● **The problem**
Repeat every record exactly, but keep images out of the copy.

● **Dataset excerpts**

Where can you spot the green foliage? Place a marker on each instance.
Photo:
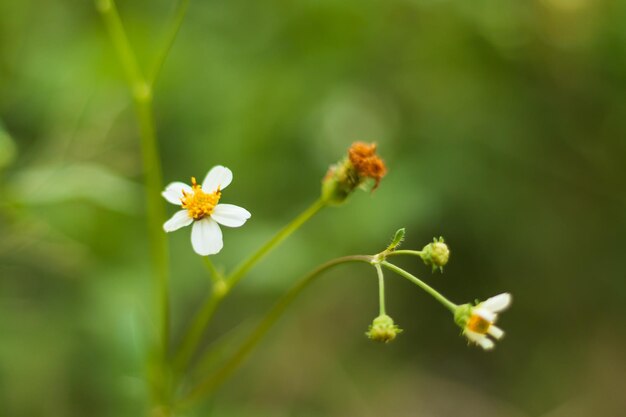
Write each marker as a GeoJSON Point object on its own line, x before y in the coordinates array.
{"type": "Point", "coordinates": [502, 127]}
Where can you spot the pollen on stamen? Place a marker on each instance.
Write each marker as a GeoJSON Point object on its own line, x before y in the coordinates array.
{"type": "Point", "coordinates": [198, 203]}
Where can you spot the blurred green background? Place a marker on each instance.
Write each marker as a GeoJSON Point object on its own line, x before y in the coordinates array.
{"type": "Point", "coordinates": [503, 125]}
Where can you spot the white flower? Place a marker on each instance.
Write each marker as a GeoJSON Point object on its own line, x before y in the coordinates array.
{"type": "Point", "coordinates": [480, 321]}
{"type": "Point", "coordinates": [200, 206]}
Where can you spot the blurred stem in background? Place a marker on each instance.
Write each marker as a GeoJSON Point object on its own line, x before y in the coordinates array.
{"type": "Point", "coordinates": [141, 91]}
{"type": "Point", "coordinates": [193, 336]}
{"type": "Point", "coordinates": [209, 384]}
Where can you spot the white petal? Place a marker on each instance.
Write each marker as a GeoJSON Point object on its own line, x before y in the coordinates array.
{"type": "Point", "coordinates": [230, 215]}
{"type": "Point", "coordinates": [473, 336]}
{"type": "Point", "coordinates": [496, 332]}
{"type": "Point", "coordinates": [206, 237]}
{"type": "Point", "coordinates": [218, 176]}
{"type": "Point", "coordinates": [174, 192]}
{"type": "Point", "coordinates": [485, 313]}
{"type": "Point", "coordinates": [179, 219]}
{"type": "Point", "coordinates": [498, 303]}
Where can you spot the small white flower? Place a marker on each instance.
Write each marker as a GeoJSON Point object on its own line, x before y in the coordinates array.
{"type": "Point", "coordinates": [200, 206]}
{"type": "Point", "coordinates": [480, 321]}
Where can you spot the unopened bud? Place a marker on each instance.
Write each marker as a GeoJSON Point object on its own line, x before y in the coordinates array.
{"type": "Point", "coordinates": [361, 164]}
{"type": "Point", "coordinates": [383, 329]}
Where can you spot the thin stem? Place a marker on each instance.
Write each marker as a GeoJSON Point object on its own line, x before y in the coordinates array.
{"type": "Point", "coordinates": [194, 334]}
{"type": "Point", "coordinates": [430, 290]}
{"type": "Point", "coordinates": [111, 17]}
{"type": "Point", "coordinates": [175, 26]}
{"type": "Point", "coordinates": [216, 379]}
{"type": "Point", "coordinates": [245, 266]}
{"type": "Point", "coordinates": [155, 212]}
{"type": "Point", "coordinates": [405, 252]}
{"type": "Point", "coordinates": [381, 288]}
{"type": "Point", "coordinates": [213, 273]}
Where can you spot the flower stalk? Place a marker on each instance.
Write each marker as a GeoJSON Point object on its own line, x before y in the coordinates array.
{"type": "Point", "coordinates": [192, 338]}
{"type": "Point", "coordinates": [210, 383]}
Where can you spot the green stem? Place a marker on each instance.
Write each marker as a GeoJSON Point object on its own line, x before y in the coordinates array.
{"type": "Point", "coordinates": [194, 334]}
{"type": "Point", "coordinates": [244, 267]}
{"type": "Point", "coordinates": [113, 23]}
{"type": "Point", "coordinates": [213, 273]}
{"type": "Point", "coordinates": [215, 380]}
{"type": "Point", "coordinates": [381, 288]}
{"type": "Point", "coordinates": [177, 22]}
{"type": "Point", "coordinates": [430, 290]}
{"type": "Point", "coordinates": [405, 252]}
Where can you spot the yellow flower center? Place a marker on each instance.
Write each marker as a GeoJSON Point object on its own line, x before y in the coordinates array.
{"type": "Point", "coordinates": [198, 203]}
{"type": "Point", "coordinates": [477, 324]}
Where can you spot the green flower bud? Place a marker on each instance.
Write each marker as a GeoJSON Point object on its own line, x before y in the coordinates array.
{"type": "Point", "coordinates": [383, 329]}
{"type": "Point", "coordinates": [462, 314]}
{"type": "Point", "coordinates": [436, 254]}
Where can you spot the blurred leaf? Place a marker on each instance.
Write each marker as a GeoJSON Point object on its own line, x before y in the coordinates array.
{"type": "Point", "coordinates": [8, 150]}
{"type": "Point", "coordinates": [91, 182]}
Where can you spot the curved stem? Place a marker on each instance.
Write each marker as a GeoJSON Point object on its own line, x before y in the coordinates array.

● **Reply to the exercise**
Where can you spot the green foliage? Place a marker on each instance.
Photo:
Write each marker as a GeoJSON Point object on its own line, x before y in the coordinates array.
{"type": "Point", "coordinates": [502, 127]}
Where can you spot the pollen on stamen? Place a marker on each instance.
Write each marker as a GeoJSON Point object on its own line, x before y in the coordinates array.
{"type": "Point", "coordinates": [198, 203]}
Where can you spot the blurred green background? Place a marker on each instance.
Write each marker as a GeoJSON Point object on its own line, x before y in the coordinates array.
{"type": "Point", "coordinates": [503, 125]}
Where can you spot the white flower? Place a marker on each instance.
Write each marker as a GeoJSON Point object on its own line, x before y in the coordinates array.
{"type": "Point", "coordinates": [480, 321]}
{"type": "Point", "coordinates": [200, 206]}
Where can you spot the blurred stem in background? Place a marker on each instance.
Write each marker as a GeoJSON Point object on its own line, x before y in the coordinates array.
{"type": "Point", "coordinates": [141, 91]}
{"type": "Point", "coordinates": [193, 336]}
{"type": "Point", "coordinates": [209, 384]}
Where can you spot the white petal? Place a marker on each instance.
Write each marker as a GeoJSON Point object on its own line, x before y in the coordinates array.
{"type": "Point", "coordinates": [230, 215]}
{"type": "Point", "coordinates": [473, 336]}
{"type": "Point", "coordinates": [496, 332]}
{"type": "Point", "coordinates": [206, 237]}
{"type": "Point", "coordinates": [218, 176]}
{"type": "Point", "coordinates": [174, 192]}
{"type": "Point", "coordinates": [485, 313]}
{"type": "Point", "coordinates": [179, 219]}
{"type": "Point", "coordinates": [498, 303]}
Where can you spot the small white flower? Place a marker on each instance.
Write each marker as a GeoJSON Point object on its own line, x before y in the coordinates array.
{"type": "Point", "coordinates": [200, 206]}
{"type": "Point", "coordinates": [480, 321]}
Where can you spot the unopened bud? Place a marker on each instance.
Write each marker as a GeoJSON Point object on its own line, x before y in the coordinates array.
{"type": "Point", "coordinates": [361, 164]}
{"type": "Point", "coordinates": [383, 329]}
Where can you spot the thin stem? Place a marker on each instance.
Write each marker as a GeoJSON Point object on its own line, x before y in the coordinates array.
{"type": "Point", "coordinates": [194, 334]}
{"type": "Point", "coordinates": [430, 290]}
{"type": "Point", "coordinates": [111, 17]}
{"type": "Point", "coordinates": [175, 26]}
{"type": "Point", "coordinates": [216, 379]}
{"type": "Point", "coordinates": [245, 266]}
{"type": "Point", "coordinates": [155, 212]}
{"type": "Point", "coordinates": [405, 252]}
{"type": "Point", "coordinates": [381, 288]}
{"type": "Point", "coordinates": [213, 273]}
Where can you spot the flower stalk? Place a marker on each instance.
Write each marker as a GeoJSON Point object on its own line, x before y in the coordinates array.
{"type": "Point", "coordinates": [192, 338]}
{"type": "Point", "coordinates": [210, 383]}
Where can you spot the green stem? Place a marker on each instance.
Write each marker as a GeoJSON Point object on its own line, x before y in the coordinates array.
{"type": "Point", "coordinates": [194, 334]}
{"type": "Point", "coordinates": [244, 267]}
{"type": "Point", "coordinates": [113, 23]}
{"type": "Point", "coordinates": [213, 273]}
{"type": "Point", "coordinates": [215, 380]}
{"type": "Point", "coordinates": [381, 288]}
{"type": "Point", "coordinates": [177, 22]}
{"type": "Point", "coordinates": [430, 290]}
{"type": "Point", "coordinates": [405, 252]}
Where can you spot the yellow flower center? Place a marker on each instance.
Write each marker as a GeoJSON Point object on its own line, x before y in the coordinates array.
{"type": "Point", "coordinates": [198, 203]}
{"type": "Point", "coordinates": [477, 324]}
Where can you spot the green flower bud? Place a marker on each instance.
Write each marker as a GeoJSON Point object on its own line, x before y in the coordinates array.
{"type": "Point", "coordinates": [383, 329]}
{"type": "Point", "coordinates": [462, 314]}
{"type": "Point", "coordinates": [436, 254]}
Where can you spot the blurred leaf? Place a marker on each instance.
Write each marker as a GeoJSON Point object on its own line, x before y in the coordinates array.
{"type": "Point", "coordinates": [8, 150]}
{"type": "Point", "coordinates": [91, 182]}
Where can you spot the curved stem? Place a marker on each instance.
Write each marker as a GeoJSON Point object on its own line, x before y in the coordinates array.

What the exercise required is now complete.